▶ _Exercise brief_: After finding the line that contains "Identify the pile", give again that line and each one following it, exactly, until the records end.

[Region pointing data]
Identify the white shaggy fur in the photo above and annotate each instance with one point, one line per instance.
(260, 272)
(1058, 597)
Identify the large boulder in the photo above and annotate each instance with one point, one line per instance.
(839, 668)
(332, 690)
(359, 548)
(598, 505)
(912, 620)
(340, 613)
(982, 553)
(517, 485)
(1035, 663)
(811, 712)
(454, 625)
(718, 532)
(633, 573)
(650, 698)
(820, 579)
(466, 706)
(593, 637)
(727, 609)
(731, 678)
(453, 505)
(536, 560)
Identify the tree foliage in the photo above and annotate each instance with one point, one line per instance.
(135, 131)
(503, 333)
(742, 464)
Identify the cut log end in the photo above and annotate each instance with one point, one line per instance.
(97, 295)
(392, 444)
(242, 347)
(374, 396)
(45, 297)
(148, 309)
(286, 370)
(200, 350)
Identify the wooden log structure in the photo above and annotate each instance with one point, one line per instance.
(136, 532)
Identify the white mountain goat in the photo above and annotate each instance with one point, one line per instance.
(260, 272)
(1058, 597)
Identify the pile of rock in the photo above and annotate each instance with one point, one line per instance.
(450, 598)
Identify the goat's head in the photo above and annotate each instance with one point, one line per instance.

▶ _Solution for this task_:
Identify the pile of rock in the photo above and annotate each instance with one point, one line per instance.
(450, 598)
Identify the goat's head in the photo above and annotate each instance with one point, one line per instance.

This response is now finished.